## Collected data
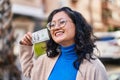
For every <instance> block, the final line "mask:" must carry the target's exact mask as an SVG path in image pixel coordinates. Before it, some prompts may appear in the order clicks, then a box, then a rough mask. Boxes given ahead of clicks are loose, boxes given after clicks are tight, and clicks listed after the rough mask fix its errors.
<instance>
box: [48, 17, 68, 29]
mask: <svg viewBox="0 0 120 80" xmlns="http://www.w3.org/2000/svg"><path fill="white" fill-rule="evenodd" d="M66 21H67V20H66V19H60V20H59V21H58V25H57V27H64V26H65V24H66ZM55 26H56V22H54V21H53V22H49V23H48V24H47V28H48V29H49V30H52V29H53V28H55Z"/></svg>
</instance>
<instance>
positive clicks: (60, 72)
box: [20, 7, 108, 80]
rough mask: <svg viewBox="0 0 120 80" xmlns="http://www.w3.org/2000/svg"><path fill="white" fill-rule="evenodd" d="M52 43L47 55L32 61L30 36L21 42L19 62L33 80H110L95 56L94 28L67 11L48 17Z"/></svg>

## Description of the task
Can you print every one of the records above line for line, leaving the pictures out?

## Result for this task
For every <instance> block, the final line "mask:" must carry the target's exact mask as an SVG path in image pixel coordinates. Before it, some prompts may appear in the order clicks, then a box, then a rough mask. Boxes given ahead of clicks are loose, boxes given after clicks are tight, and clicks listed after the rough mask fix its errors.
<instance>
box: [48, 17, 68, 29]
mask: <svg viewBox="0 0 120 80" xmlns="http://www.w3.org/2000/svg"><path fill="white" fill-rule="evenodd" d="M66 21H67V20H66V19H60V20H59V21H58V25H57V27H64V26H65V24H66ZM55 26H56V22H54V21H53V22H49V23H48V24H47V28H48V29H49V30H52V29H53V28H55Z"/></svg>
</instance>
<instance>
positive clicks: (60, 72)
box: [20, 7, 108, 80]
rough mask: <svg viewBox="0 0 120 80" xmlns="http://www.w3.org/2000/svg"><path fill="white" fill-rule="evenodd" d="M52 43L47 55L32 61L30 36L21 42L19 62L33 80H110L95 56L94 28L67 11L48 17Z"/></svg>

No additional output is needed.